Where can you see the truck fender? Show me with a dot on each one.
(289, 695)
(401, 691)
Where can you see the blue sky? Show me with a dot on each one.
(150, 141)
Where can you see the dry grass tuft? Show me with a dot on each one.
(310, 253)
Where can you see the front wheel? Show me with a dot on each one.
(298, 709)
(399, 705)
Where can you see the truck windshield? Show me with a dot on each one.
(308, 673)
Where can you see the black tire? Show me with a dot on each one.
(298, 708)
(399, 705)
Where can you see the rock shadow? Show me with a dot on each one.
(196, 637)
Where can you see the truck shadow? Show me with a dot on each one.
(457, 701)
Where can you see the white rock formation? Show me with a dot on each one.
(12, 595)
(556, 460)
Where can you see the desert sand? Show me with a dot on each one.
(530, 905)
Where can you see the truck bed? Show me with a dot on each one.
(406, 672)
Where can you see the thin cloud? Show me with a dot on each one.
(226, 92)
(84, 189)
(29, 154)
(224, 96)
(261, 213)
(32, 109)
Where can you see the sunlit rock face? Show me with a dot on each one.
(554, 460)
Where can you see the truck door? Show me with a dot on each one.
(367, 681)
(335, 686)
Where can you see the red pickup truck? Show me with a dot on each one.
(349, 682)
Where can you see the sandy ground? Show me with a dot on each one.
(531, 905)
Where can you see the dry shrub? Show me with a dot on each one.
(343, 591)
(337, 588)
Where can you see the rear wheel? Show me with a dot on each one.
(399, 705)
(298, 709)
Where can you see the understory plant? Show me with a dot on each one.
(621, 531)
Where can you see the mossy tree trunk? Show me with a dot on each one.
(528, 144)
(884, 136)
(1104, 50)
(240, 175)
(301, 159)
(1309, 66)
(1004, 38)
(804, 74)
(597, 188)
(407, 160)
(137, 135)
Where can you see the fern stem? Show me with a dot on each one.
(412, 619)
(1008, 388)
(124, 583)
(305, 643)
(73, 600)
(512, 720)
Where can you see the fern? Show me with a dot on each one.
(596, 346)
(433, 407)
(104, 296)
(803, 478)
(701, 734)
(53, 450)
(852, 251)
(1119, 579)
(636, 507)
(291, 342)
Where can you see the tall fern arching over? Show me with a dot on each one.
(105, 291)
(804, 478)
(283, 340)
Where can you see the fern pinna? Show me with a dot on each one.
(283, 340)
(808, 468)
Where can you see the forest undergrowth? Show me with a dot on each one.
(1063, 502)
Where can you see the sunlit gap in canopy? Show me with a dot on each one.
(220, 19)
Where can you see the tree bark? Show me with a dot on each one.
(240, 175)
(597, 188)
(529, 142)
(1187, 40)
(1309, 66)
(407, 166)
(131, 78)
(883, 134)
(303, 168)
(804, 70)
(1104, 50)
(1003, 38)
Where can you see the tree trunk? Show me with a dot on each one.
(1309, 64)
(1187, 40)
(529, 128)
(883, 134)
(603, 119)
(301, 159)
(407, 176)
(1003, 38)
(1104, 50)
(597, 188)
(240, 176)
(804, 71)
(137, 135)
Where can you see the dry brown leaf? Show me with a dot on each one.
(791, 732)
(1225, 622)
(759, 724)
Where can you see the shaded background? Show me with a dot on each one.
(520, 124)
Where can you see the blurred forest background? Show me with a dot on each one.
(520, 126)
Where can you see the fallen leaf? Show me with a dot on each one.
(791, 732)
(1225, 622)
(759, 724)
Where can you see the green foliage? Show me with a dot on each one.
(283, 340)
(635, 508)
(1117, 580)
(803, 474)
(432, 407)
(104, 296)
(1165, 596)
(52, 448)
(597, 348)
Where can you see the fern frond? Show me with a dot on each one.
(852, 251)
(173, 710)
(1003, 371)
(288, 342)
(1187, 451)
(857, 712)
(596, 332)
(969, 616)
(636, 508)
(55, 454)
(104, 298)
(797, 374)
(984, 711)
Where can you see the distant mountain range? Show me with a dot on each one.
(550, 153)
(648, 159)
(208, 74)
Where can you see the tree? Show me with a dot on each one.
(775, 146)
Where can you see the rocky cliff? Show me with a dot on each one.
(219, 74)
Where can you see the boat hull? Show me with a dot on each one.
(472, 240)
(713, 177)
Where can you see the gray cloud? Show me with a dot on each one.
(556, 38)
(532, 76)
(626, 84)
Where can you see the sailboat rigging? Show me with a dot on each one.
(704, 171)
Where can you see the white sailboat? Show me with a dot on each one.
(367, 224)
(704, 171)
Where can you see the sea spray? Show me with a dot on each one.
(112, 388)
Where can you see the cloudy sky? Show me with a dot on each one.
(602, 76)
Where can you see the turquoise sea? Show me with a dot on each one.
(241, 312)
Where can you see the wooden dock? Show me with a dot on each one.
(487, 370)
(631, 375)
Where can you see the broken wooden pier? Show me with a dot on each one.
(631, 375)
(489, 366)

#### [Goal]
Please reproduce every row above word for word, keeping them in the same order.

#### [Response to the exercise]
Where can you see the truck fender? Show me with a dot on each one.
(289, 695)
(401, 691)
Where can you see the blue sky? Show me with a dot on each one.
(150, 141)
Where can you see the dry grass tuft? Show me with a dot on each one.
(310, 253)
Where can you see the front wheel? Show me with a dot on each one.
(298, 709)
(399, 705)
Where can you see the truck windshield? Show me with a dot on each one.
(308, 673)
Where can you see the black tire? Show me with a dot on each one.
(298, 708)
(399, 705)
Where can you see the rock shadow? Show me with a dot on each one.
(196, 637)
Where can you see the truck shadow? Show me with a dot on each one.
(457, 701)
Where can you see the white rock formation? Show me with a dot on each one.
(12, 595)
(556, 460)
Where can you see the desert sand? Show me with a dot on each one.
(530, 905)
Where can you see the truck bed? Show me with a dot on each one.
(406, 672)
Where can you see the thin cloud? Show me with a dot on each one.
(226, 92)
(84, 189)
(29, 154)
(224, 96)
(261, 213)
(32, 109)
Where can you see the sunlit rock face? Show me with a dot on each one.
(554, 460)
Where can you see the truck door? Show me with a dot on each one.
(367, 681)
(335, 686)
Where can you see the red pickup truck? Show me with a dot on each one.
(349, 682)
Where can you see the sandy ground? Show me with a dot on each one.
(531, 905)
Where can you see the dry shrub? Show me with a dot on each one.
(343, 591)
(337, 588)
Where can you see the rear wheel? Show me with a dot on each one.
(399, 705)
(298, 709)
Where can you see the understory plant? Show me with a dot on each one.
(621, 531)
Where can you see the mossy tree trunk? Show me with a dot on each one.
(528, 144)
(884, 136)
(1104, 50)
(240, 175)
(301, 159)
(1309, 66)
(1004, 38)
(804, 74)
(597, 188)
(407, 160)
(137, 135)
Where can you see the fern stem? Show me with a dot on each one.
(412, 619)
(1008, 388)
(124, 583)
(305, 643)
(73, 600)
(512, 720)
Where can you see the fern? Show me with a dot on each one.
(596, 346)
(433, 407)
(104, 296)
(803, 478)
(701, 734)
(53, 450)
(852, 251)
(1119, 579)
(636, 507)
(291, 342)
Where can you see the tall fern arching over? Show me with a dot on each one.
(105, 291)
(804, 478)
(283, 340)
Where can you see the fern pinna? Show me with a dot on each one.
(283, 340)
(808, 468)
Where can you see the forest undergrowth? Show me with a dot on each one.
(1063, 502)
Where can you see the sunlit gap in canopy? Show me with a dot on each one.
(220, 19)
Where can you see the tree bark? Show me with a dot on each one.
(240, 175)
(597, 188)
(529, 142)
(1187, 40)
(1309, 66)
(407, 166)
(131, 78)
(883, 134)
(303, 168)
(804, 70)
(1104, 50)
(1003, 38)
Where can you see the tree trunk? Show me with a dot on each one.
(1309, 64)
(1187, 40)
(529, 128)
(883, 134)
(603, 119)
(301, 159)
(407, 176)
(1003, 38)
(1104, 50)
(597, 188)
(240, 176)
(804, 71)
(137, 135)
Where can you see the dry brown leaf? Show me with a dot on each one.
(791, 732)
(1225, 622)
(759, 724)
Where can you see the shaded background? Show me with a dot on each one.
(520, 124)
Where can you see the blurred forest background? Show me with a dot on each one.
(520, 126)
Where can you see the fallen leaf? Show me with a dot on each one.
(791, 732)
(1225, 622)
(759, 724)
Where can you see the green foliage? Show me with a dot on each one.
(283, 340)
(635, 508)
(1117, 580)
(803, 474)
(432, 407)
(104, 296)
(1165, 596)
(52, 448)
(597, 348)
Where can you see the fern frond? Show me with a dot on each one.
(852, 251)
(173, 710)
(1003, 371)
(288, 342)
(1187, 451)
(857, 712)
(596, 332)
(969, 616)
(636, 508)
(55, 454)
(104, 298)
(797, 374)
(984, 711)
Where can you see the distant mountain range? Show me with a dot on each one.
(550, 153)
(648, 159)
(208, 74)
Where can you see the tree? Show me with a dot on each one.
(775, 146)
Where can you see the rocky cliff? Show me with a dot on each one.
(219, 74)
Where can you see the boat hull? Show me with a dot on each one.
(472, 240)
(713, 177)
Where can you see the gray cloud? Show me with a dot on each one.
(556, 38)
(532, 76)
(626, 84)
Where can you see the sailboat rigging? Show me with a dot on each one.
(704, 171)
Where can you see the white sailboat? Show me with a dot on each one.
(367, 224)
(704, 171)
Where can you see the sea spray? Show me with a dot on each one.
(112, 388)
Where can you see the cloudy sky? Show me with a dot on each one.
(602, 76)
Where can you see the turquoise sea? Show me with a dot on each one.
(241, 312)
Where can you see the wooden dock? Show me with a dot on each one.
(487, 370)
(631, 375)
Where can you see the broken wooden pier? Show me with a dot on each one.
(631, 375)
(489, 366)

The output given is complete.